Every entry below has to appear again in your reply, word for word, but no picture may.

** Material for the task follows **

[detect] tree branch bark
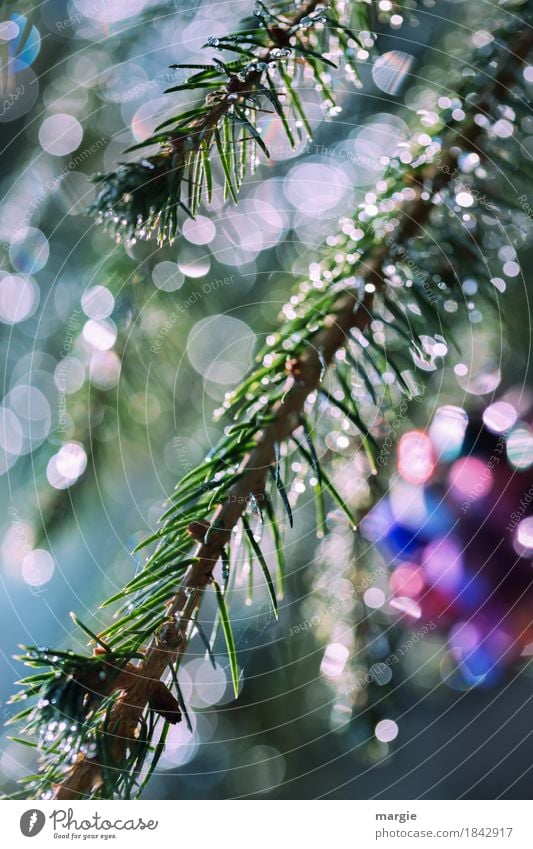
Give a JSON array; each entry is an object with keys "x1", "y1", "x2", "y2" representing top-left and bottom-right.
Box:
[{"x1": 53, "y1": 24, "x2": 533, "y2": 799}]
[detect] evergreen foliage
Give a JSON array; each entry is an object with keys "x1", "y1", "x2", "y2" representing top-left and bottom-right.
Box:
[
  {"x1": 8, "y1": 0, "x2": 533, "y2": 800},
  {"x1": 91, "y1": 0, "x2": 373, "y2": 243}
]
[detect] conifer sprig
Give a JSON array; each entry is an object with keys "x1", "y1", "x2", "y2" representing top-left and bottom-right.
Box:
[
  {"x1": 91, "y1": 0, "x2": 371, "y2": 244},
  {"x1": 10, "y1": 6, "x2": 533, "y2": 800}
]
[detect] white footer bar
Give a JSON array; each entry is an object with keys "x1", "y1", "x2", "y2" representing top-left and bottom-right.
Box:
[{"x1": 4, "y1": 799, "x2": 530, "y2": 848}]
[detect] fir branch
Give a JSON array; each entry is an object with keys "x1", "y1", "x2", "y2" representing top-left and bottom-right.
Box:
[
  {"x1": 11, "y1": 11, "x2": 533, "y2": 800},
  {"x1": 90, "y1": 0, "x2": 371, "y2": 244}
]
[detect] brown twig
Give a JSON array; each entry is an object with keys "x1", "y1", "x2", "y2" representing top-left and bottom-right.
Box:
[
  {"x1": 52, "y1": 25, "x2": 533, "y2": 799},
  {"x1": 52, "y1": 181, "x2": 438, "y2": 799}
]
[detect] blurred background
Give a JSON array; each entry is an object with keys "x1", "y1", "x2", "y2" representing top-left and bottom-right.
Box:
[{"x1": 1, "y1": 0, "x2": 533, "y2": 799}]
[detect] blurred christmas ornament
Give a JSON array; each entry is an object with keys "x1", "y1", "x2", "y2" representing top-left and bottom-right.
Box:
[{"x1": 363, "y1": 394, "x2": 533, "y2": 689}]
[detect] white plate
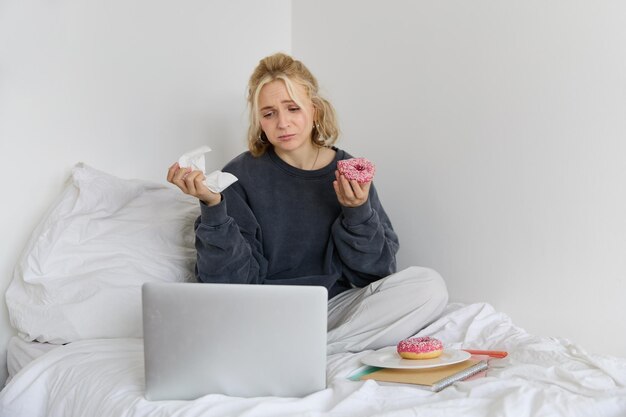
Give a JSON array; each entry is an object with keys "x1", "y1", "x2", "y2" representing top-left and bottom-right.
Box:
[{"x1": 361, "y1": 346, "x2": 471, "y2": 369}]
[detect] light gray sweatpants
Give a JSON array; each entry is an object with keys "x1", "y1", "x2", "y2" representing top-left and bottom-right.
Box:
[{"x1": 326, "y1": 266, "x2": 449, "y2": 355}]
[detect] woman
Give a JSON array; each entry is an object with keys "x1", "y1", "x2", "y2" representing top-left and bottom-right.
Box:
[{"x1": 168, "y1": 52, "x2": 448, "y2": 354}]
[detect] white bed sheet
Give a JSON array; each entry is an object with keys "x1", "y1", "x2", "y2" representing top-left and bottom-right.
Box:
[
  {"x1": 5, "y1": 337, "x2": 60, "y2": 384},
  {"x1": 2, "y1": 303, "x2": 626, "y2": 417}
]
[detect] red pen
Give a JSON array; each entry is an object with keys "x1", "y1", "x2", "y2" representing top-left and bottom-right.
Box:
[{"x1": 463, "y1": 349, "x2": 508, "y2": 358}]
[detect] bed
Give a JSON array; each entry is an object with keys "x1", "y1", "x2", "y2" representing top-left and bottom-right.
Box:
[{"x1": 2, "y1": 164, "x2": 626, "y2": 417}]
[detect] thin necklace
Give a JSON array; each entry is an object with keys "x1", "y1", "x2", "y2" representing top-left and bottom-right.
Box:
[{"x1": 311, "y1": 147, "x2": 320, "y2": 170}]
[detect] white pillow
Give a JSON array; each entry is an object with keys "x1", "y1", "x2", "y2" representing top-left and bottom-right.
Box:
[{"x1": 6, "y1": 163, "x2": 200, "y2": 344}]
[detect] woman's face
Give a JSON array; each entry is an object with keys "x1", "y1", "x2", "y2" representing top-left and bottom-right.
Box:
[{"x1": 258, "y1": 79, "x2": 315, "y2": 155}]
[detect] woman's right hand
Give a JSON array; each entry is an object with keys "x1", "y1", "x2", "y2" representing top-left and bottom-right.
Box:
[{"x1": 167, "y1": 162, "x2": 222, "y2": 206}]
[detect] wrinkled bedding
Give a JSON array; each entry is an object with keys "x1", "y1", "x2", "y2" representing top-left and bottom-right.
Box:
[{"x1": 2, "y1": 303, "x2": 626, "y2": 417}]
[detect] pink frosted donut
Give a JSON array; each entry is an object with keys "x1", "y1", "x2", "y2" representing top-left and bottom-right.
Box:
[
  {"x1": 337, "y1": 158, "x2": 375, "y2": 183},
  {"x1": 397, "y1": 336, "x2": 444, "y2": 360}
]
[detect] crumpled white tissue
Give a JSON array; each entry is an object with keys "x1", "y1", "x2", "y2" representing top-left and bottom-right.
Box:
[{"x1": 178, "y1": 146, "x2": 238, "y2": 193}]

** End of Material for the task **

* Result
[detect] tree branch bark
Give a JSON array; each entry is an object with keys "x1", "y1", "x2", "y2" representing top-left and bottom-right.
Box:
[{"x1": 53, "y1": 24, "x2": 533, "y2": 799}]
[detect] evergreen foliage
Give a JSON array; each entry is an object with keys "x1", "y1", "x2", "y2" representing top-left and bottom-right.
Box:
[
  {"x1": 8, "y1": 0, "x2": 533, "y2": 800},
  {"x1": 91, "y1": 0, "x2": 373, "y2": 243}
]
[detect] conifer sprig
Give a JSON array; each entry is an object with keys "x1", "y1", "x2", "y2" representing top-left and bottom-right.
Box:
[
  {"x1": 91, "y1": 0, "x2": 371, "y2": 244},
  {"x1": 10, "y1": 6, "x2": 533, "y2": 800}
]
[detect] white footer bar
Give a JSON array; each entry is an object with keys "x1", "y1", "x2", "y2" representing top-left and bottom-right.
Box:
[{"x1": 4, "y1": 799, "x2": 530, "y2": 848}]
[detect] fir branch
Give a JSON array; each entry is an object with keys "x1", "y1", "x2", "y2" representing top-left and bottom-right.
Box:
[
  {"x1": 11, "y1": 11, "x2": 533, "y2": 800},
  {"x1": 90, "y1": 0, "x2": 371, "y2": 244}
]
[detect] brown twig
Give a JSON array; each entry is an object with keys "x1", "y1", "x2", "y2" representing top-left and bottom-right.
Box:
[
  {"x1": 52, "y1": 25, "x2": 533, "y2": 799},
  {"x1": 52, "y1": 181, "x2": 438, "y2": 799}
]
[detect] blurred background
Give a JSON array; each entry is an object with keys "x1", "y1", "x2", "y2" representing top-left and bottom-right.
Box:
[{"x1": 1, "y1": 0, "x2": 533, "y2": 799}]
[detect] blurred christmas ornament
Give a JSON array; each entry is an object with keys "x1", "y1", "x2", "y2" representing top-left and bottom-right.
Box:
[{"x1": 363, "y1": 394, "x2": 533, "y2": 689}]
[detect] white plate
Give a JSON array; each entry is an object with keys "x1", "y1", "x2", "y2" representing top-left and bottom-right.
Box:
[{"x1": 361, "y1": 346, "x2": 471, "y2": 369}]
[detect] light gray sweatpants
Give a JSON array; each entry is an object with keys "x1", "y1", "x2", "y2" representing top-left and bottom-right.
Box:
[{"x1": 326, "y1": 266, "x2": 449, "y2": 355}]
[detect] woman
Give a JSON array; each entry is an object with keys "x1", "y1", "x2", "y2" representing top-left and bottom-right.
Box:
[{"x1": 168, "y1": 52, "x2": 448, "y2": 354}]
[detect] white bed sheet
Give a JSON array; each entry is an object with keys "x1", "y1", "x2", "y2" representing top-left and bottom-right.
Box:
[
  {"x1": 5, "y1": 337, "x2": 60, "y2": 384},
  {"x1": 2, "y1": 303, "x2": 626, "y2": 417}
]
[detect] red pen
Give a JSON array; each entry is an object with keys "x1", "y1", "x2", "y2" representing top-left and bottom-right.
Box:
[{"x1": 463, "y1": 349, "x2": 508, "y2": 358}]
[detect] bed
Give a JSON array; each entry is an object with keys "x1", "y1", "x2", "y2" representing top-left and bottom-right.
Box:
[{"x1": 2, "y1": 164, "x2": 626, "y2": 417}]
[detect] thin necklace
Give a JSON array; each entry is an object with keys "x1", "y1", "x2", "y2" representing top-left and bottom-right.
Box:
[{"x1": 311, "y1": 147, "x2": 320, "y2": 170}]
[detect] white pillow
Give a JSON array; each entry is an object with keys "x1", "y1", "x2", "y2" representing top-left and bottom-right.
Box:
[{"x1": 6, "y1": 163, "x2": 200, "y2": 344}]
[detect] woman's face
Give a JSON array; each entry is an object with keys "x1", "y1", "x2", "y2" representing top-left and bottom-right.
Box:
[{"x1": 258, "y1": 79, "x2": 315, "y2": 155}]
[detect] woman's right hand
Give a JSON array; each entry is an object with keys "x1", "y1", "x2", "y2" representing top-left and bottom-right.
Box:
[{"x1": 167, "y1": 162, "x2": 222, "y2": 206}]
[detect] wrinkled bedding
Give a JSON array; each entry is an object with keys "x1", "y1", "x2", "y2" representing top-left and bottom-right.
Box:
[{"x1": 2, "y1": 303, "x2": 626, "y2": 417}]
[detect] pink frosted donut
Give a JSON array; each entry is an object with keys "x1", "y1", "x2", "y2" representing top-left and bottom-right.
Box:
[
  {"x1": 337, "y1": 158, "x2": 375, "y2": 183},
  {"x1": 397, "y1": 336, "x2": 444, "y2": 360}
]
[detect] crumpled white tissue
Give a JSON array; each entry is an object with keys "x1", "y1", "x2", "y2" representing top-left and bottom-right.
Box:
[{"x1": 178, "y1": 146, "x2": 238, "y2": 193}]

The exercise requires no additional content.